• [TASK TO CARRY OUT]:
Reproduce the data below word for word, with every line kept unchanged.

Begin MATERIAL TO PROCESS

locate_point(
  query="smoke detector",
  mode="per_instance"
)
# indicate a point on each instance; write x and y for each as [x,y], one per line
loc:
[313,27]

End MATERIAL TO PROCESS

• [RESULT FOR THIS TASK]:
locate_point(
  query="smoke detector",
  mode="per_instance"
)
# indicate a point on each instance; write x and y for each as [x,y], one per line
loc:
[313,27]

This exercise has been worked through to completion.